* [Data provided]:
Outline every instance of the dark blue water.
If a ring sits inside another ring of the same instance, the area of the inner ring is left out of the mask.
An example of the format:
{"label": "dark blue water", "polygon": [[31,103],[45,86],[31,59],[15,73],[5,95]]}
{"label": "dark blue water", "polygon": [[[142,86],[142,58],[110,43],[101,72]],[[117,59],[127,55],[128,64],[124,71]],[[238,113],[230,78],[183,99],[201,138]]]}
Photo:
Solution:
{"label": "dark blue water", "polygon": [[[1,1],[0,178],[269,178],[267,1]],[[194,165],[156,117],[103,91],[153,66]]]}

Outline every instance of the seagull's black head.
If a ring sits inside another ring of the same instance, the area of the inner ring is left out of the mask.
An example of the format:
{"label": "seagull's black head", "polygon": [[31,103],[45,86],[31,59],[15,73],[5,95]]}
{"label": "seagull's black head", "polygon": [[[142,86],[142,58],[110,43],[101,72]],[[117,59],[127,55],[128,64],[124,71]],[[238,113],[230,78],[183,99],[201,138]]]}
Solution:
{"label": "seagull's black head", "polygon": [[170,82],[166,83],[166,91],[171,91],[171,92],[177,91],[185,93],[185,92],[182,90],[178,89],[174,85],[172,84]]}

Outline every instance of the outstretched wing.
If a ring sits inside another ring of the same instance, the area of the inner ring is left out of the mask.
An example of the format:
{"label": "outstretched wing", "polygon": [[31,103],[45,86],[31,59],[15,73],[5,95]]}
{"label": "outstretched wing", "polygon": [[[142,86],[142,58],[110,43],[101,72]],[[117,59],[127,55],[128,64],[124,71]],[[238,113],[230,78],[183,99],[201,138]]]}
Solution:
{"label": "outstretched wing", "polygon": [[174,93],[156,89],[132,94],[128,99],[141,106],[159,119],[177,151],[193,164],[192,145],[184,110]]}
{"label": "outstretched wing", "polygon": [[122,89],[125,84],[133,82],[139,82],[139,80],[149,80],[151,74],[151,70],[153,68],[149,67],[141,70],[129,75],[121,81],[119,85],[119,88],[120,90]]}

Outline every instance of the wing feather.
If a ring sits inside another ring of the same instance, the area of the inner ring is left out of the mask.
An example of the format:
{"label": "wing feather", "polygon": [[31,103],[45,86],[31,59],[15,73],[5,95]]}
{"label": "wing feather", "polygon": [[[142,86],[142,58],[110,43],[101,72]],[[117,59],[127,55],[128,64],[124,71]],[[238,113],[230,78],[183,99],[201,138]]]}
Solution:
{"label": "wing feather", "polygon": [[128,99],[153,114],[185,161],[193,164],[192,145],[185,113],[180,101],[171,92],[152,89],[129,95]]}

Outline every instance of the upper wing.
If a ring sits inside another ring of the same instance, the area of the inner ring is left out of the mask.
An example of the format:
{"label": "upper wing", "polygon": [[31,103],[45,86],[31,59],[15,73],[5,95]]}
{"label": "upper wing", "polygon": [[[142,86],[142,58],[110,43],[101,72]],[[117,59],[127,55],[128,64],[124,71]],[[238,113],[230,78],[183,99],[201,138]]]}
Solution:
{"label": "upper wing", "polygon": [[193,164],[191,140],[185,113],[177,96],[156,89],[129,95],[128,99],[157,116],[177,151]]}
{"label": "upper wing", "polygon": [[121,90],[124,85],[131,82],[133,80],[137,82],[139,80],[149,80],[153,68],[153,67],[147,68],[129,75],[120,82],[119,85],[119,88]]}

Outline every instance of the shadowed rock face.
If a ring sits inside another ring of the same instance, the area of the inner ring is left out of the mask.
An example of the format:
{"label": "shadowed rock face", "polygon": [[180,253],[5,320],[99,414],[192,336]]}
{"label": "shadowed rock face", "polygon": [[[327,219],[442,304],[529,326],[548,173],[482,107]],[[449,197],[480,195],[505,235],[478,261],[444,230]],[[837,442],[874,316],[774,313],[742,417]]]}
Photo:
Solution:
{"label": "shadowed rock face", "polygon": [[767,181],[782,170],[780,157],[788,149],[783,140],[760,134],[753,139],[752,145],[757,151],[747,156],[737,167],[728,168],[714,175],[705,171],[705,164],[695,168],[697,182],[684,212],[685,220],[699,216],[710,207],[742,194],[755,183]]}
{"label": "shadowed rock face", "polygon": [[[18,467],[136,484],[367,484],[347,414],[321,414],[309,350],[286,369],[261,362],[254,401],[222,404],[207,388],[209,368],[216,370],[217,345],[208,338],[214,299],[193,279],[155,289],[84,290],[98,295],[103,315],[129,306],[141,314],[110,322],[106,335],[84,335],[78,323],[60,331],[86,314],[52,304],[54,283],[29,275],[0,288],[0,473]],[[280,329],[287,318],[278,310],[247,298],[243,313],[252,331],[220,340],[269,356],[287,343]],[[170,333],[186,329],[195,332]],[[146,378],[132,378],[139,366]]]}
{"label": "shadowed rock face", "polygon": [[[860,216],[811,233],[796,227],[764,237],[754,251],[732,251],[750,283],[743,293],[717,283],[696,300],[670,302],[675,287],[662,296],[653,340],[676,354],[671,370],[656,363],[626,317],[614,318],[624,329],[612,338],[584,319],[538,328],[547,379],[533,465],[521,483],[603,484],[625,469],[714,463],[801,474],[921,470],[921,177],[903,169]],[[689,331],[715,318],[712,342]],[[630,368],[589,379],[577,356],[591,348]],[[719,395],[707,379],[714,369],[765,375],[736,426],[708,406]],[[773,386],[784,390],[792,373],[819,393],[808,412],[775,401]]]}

* [Written exercise]:
Write every line of the material above again, exactly.

* [Result below]:
Outline every instance of the dark blue water.
If a ring sits inside another ring of the same instance, the area of the inner ring is left out of the mask.
An example of the format:
{"label": "dark blue water", "polygon": [[31,103],[45,86],[31,59],[15,73],[5,95]]}
{"label": "dark blue water", "polygon": [[[142,86],[142,58],[110,43],[101,72]],[[117,59],[127,55],[128,64],[124,71]],[[238,113],[230,78],[183,99],[201,138]]]}
Photo:
Solution:
{"label": "dark blue water", "polygon": [[[1,1],[0,178],[269,178],[267,1]],[[194,165],[156,117],[103,91],[153,66]]]}

Outline every instance of the seagull's black head.
If a ring sits inside another ring of the same instance, the area of the inner ring is left out of the mask.
An example of the format:
{"label": "seagull's black head", "polygon": [[31,103],[45,86],[31,59],[15,73],[5,95]]}
{"label": "seagull's black head", "polygon": [[[142,86],[142,58],[110,43],[101,72]],[[117,59],[127,55],[128,64],[124,71]],[[238,113],[230,78],[183,99],[201,138]]]}
Solution:
{"label": "seagull's black head", "polygon": [[170,82],[166,83],[166,91],[171,91],[171,92],[177,91],[185,93],[185,92],[182,90],[178,89],[174,85],[172,84]]}

Outline every instance of the outstretched wing.
If a ring sits inside another ring of the same instance, the area of the inner ring is left out of the mask.
An example of the format:
{"label": "outstretched wing", "polygon": [[31,103],[45,86],[31,59],[15,73],[5,95]]}
{"label": "outstretched wing", "polygon": [[[142,86],[142,58],[110,43],[101,72]],[[117,59],[127,55],[128,64],[124,71]],[[238,113],[230,78],[183,99],[201,138]]]}
Solution:
{"label": "outstretched wing", "polygon": [[174,93],[156,89],[132,94],[128,99],[141,106],[159,119],[177,151],[193,164],[192,145],[184,110]]}
{"label": "outstretched wing", "polygon": [[122,89],[125,84],[133,82],[139,82],[139,80],[149,80],[151,74],[151,70],[153,68],[149,67],[141,70],[129,75],[121,81],[119,85],[119,88],[120,90]]}

Outline every instance of the wing feather.
If a ring sits inside another ring of the same instance, the area of the inner ring is left out of the mask.
An example of the format:
{"label": "wing feather", "polygon": [[31,103],[45,86],[31,59],[15,73],[5,95]]}
{"label": "wing feather", "polygon": [[[142,86],[142,58],[110,43],[101,72]],[[117,59],[127,55],[128,64],[124,71]],[[238,113],[230,78],[183,99],[201,138]]]}
Solution:
{"label": "wing feather", "polygon": [[128,99],[153,114],[185,161],[193,164],[192,145],[185,113],[180,101],[171,92],[152,89],[129,95]]}

Outline every instance of the upper wing.
If a ring sits inside another ring of the same instance, the area of the inner ring is left out of the mask.
An example of the format:
{"label": "upper wing", "polygon": [[31,103],[45,86],[31,59],[15,73],[5,95]]}
{"label": "upper wing", "polygon": [[[142,86],[142,58],[110,43],[101,72]],[[117,59],[127,55],[128,64],[124,71]],[[238,113],[230,78],[183,99],[201,138]]]}
Solution:
{"label": "upper wing", "polygon": [[193,164],[191,140],[185,113],[177,96],[156,89],[129,95],[128,99],[157,116],[177,151]]}
{"label": "upper wing", "polygon": [[121,90],[124,85],[131,82],[133,80],[137,82],[139,80],[149,80],[153,68],[153,67],[147,68],[129,75],[120,82],[119,85],[119,88]]}

Outline every instance of the shadowed rock face.
If a ring sits inside another ring of the same instance, the area of the inner ring is left out of the mask.
An example of the format:
{"label": "shadowed rock face", "polygon": [[180,253],[5,320],[99,414],[192,336]]}
{"label": "shadowed rock face", "polygon": [[[327,219],[442,304],[529,326],[548,173],[482,107]],[[449,197],[480,195],[505,235],[478,261],[444,230]],[[837,442],[874,316],[774,313],[742,417]]]}
Photo:
Solution:
{"label": "shadowed rock face", "polygon": [[767,181],[782,170],[780,157],[788,149],[783,140],[760,134],[753,139],[752,145],[757,151],[747,156],[737,167],[728,168],[714,175],[705,171],[705,164],[695,168],[697,182],[684,212],[685,220],[699,216],[710,207],[742,194],[755,183]]}
{"label": "shadowed rock face", "polygon": [[[18,467],[136,484],[367,484],[347,414],[321,414],[309,350],[286,369],[261,362],[254,401],[222,404],[207,388],[209,368],[216,370],[217,345],[208,338],[214,299],[193,279],[155,289],[84,290],[98,295],[103,315],[129,306],[141,314],[110,322],[106,335],[84,335],[78,323],[60,331],[86,314],[52,304],[54,283],[29,275],[0,288],[0,473]],[[280,329],[287,318],[278,310],[247,298],[243,313],[252,331],[220,340],[269,356],[287,343]],[[170,333],[186,329],[195,332]],[[146,378],[132,378],[139,366]]]}
{"label": "shadowed rock face", "polygon": [[[860,216],[811,233],[796,227],[764,237],[754,251],[732,251],[750,283],[743,293],[717,283],[696,300],[670,302],[675,287],[662,296],[653,340],[676,354],[671,370],[656,363],[626,317],[614,318],[624,329],[612,338],[584,319],[538,328],[547,379],[533,465],[521,483],[603,484],[625,469],[714,463],[801,474],[921,470],[921,177],[903,169]],[[689,331],[715,318],[712,342]],[[630,368],[589,379],[577,356],[591,348]],[[719,395],[707,379],[714,369],[765,375],[736,426],[708,406]],[[773,386],[784,390],[792,373],[819,393],[808,412],[775,401]]]}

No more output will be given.